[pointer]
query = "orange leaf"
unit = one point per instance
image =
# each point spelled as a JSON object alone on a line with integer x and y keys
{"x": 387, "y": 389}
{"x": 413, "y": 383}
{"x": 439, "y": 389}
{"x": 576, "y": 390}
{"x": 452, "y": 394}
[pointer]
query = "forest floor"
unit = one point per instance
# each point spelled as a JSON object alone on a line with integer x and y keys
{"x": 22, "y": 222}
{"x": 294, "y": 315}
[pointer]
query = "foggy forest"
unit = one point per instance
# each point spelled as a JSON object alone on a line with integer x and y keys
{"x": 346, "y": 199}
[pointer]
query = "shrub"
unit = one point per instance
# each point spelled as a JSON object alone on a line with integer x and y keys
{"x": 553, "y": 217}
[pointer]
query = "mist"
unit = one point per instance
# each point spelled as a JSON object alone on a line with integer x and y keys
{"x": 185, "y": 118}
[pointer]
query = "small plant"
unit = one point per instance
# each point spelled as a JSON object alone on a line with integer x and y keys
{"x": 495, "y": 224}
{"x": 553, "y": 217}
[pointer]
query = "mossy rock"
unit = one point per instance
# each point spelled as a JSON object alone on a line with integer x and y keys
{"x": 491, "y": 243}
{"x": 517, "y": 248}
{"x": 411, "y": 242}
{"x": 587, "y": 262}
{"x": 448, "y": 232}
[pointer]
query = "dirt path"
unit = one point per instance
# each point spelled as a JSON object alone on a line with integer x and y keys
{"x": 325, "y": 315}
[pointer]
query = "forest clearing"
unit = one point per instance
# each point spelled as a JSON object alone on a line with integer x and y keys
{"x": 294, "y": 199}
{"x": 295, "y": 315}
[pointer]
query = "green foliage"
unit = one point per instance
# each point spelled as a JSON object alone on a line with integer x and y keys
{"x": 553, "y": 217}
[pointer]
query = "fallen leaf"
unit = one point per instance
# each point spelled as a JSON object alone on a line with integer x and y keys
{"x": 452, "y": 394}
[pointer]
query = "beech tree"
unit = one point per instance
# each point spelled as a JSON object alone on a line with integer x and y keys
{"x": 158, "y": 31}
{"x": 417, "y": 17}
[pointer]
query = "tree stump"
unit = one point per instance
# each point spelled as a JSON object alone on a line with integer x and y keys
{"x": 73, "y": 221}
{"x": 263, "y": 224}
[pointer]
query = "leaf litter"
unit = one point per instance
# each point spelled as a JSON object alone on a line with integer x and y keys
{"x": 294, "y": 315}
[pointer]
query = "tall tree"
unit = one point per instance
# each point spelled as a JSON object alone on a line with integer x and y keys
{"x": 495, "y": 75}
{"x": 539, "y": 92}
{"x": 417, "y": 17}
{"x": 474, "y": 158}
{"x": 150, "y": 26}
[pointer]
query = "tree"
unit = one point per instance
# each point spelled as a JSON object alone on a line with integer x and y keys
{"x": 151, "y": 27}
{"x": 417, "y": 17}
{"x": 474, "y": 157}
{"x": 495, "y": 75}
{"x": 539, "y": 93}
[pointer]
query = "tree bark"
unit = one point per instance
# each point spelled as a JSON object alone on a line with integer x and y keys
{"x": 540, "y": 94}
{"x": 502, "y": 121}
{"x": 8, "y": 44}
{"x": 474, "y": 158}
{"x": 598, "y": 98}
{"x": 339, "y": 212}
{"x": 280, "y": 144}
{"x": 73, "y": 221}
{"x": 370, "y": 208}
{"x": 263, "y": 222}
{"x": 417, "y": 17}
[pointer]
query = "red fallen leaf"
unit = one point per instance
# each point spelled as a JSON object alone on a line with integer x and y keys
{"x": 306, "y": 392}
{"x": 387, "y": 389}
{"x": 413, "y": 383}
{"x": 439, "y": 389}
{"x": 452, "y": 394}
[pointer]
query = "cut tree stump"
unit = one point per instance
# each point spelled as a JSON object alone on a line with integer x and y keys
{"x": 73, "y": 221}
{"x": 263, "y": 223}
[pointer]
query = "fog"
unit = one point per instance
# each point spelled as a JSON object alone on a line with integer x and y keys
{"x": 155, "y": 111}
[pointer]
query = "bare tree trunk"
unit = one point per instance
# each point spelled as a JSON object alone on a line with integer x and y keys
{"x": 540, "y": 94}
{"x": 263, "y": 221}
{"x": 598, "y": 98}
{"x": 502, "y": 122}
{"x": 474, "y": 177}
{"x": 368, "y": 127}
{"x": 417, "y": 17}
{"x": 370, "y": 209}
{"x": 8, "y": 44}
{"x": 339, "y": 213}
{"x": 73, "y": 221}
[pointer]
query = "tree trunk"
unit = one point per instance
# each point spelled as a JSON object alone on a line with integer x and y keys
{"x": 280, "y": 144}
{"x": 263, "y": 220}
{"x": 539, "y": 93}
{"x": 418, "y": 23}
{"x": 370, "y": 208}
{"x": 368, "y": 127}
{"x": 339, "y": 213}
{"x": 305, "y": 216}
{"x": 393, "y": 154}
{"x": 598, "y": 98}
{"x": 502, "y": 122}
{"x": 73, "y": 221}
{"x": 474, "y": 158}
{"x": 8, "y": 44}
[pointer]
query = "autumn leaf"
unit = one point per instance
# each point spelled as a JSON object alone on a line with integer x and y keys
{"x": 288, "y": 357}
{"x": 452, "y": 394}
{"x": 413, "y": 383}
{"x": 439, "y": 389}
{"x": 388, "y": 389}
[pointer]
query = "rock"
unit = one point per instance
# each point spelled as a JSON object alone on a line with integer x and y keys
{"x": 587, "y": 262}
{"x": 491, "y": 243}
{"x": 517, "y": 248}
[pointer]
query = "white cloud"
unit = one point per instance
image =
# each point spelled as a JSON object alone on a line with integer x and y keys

----

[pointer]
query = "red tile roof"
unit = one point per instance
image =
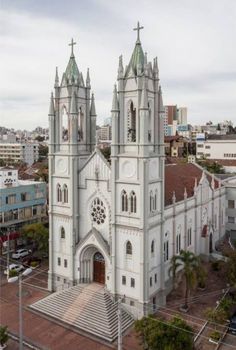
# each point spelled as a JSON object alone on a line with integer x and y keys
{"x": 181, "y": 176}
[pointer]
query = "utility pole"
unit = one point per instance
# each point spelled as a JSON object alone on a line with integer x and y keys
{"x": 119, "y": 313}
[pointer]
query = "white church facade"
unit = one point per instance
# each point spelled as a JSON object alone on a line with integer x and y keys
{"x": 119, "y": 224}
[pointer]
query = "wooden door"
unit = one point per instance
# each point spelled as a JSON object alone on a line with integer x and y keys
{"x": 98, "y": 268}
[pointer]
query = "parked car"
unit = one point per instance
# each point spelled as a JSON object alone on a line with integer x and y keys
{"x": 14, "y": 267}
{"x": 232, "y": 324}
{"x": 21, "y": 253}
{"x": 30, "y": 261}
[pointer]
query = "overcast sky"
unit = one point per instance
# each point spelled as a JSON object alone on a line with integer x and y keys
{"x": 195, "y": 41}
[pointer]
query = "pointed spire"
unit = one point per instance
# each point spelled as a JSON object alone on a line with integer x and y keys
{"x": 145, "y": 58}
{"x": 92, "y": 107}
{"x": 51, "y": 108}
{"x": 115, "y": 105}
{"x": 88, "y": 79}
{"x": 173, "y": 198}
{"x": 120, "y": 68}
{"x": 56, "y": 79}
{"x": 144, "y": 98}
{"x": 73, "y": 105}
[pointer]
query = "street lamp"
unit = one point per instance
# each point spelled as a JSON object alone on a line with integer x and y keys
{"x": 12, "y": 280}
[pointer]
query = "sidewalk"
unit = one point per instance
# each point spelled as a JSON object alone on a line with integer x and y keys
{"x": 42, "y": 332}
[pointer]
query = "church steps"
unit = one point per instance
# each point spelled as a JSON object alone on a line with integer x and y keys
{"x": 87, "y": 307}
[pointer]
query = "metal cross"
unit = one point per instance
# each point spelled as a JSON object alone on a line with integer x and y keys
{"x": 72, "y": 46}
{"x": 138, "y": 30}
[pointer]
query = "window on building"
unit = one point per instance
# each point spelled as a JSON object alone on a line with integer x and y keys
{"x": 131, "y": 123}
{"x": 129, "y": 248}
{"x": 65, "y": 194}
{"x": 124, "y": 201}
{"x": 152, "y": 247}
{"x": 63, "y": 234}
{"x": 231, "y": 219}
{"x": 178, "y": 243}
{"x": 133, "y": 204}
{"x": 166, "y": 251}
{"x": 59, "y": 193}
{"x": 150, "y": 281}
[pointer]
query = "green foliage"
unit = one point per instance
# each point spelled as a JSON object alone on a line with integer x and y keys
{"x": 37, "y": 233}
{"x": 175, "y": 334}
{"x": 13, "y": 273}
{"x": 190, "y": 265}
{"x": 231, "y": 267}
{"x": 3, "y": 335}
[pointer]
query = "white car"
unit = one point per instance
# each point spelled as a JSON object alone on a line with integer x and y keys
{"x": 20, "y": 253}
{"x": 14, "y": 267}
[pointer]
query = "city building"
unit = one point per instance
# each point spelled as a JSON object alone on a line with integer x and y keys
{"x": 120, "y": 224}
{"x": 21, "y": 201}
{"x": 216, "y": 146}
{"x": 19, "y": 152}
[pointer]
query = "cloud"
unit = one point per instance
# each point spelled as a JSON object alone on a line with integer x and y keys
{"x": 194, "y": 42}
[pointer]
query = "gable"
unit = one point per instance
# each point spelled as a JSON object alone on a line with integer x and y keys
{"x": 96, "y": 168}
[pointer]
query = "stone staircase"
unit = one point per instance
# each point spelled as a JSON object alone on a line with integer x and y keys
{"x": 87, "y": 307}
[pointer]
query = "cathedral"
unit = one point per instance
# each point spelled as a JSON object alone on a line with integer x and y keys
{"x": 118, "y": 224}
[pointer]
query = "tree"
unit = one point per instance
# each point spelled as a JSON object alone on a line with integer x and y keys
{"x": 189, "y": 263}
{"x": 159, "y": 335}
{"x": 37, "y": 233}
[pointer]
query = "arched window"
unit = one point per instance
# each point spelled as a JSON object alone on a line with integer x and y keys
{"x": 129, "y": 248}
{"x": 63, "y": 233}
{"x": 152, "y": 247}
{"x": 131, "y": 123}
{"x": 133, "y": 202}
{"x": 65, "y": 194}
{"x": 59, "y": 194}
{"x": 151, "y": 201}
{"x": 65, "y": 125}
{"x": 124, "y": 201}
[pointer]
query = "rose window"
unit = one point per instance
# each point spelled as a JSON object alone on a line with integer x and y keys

----

**Given task**
Report how many lines of the entries above contain the word "church", treating case as significant. Give only the number.

**Correct result**
2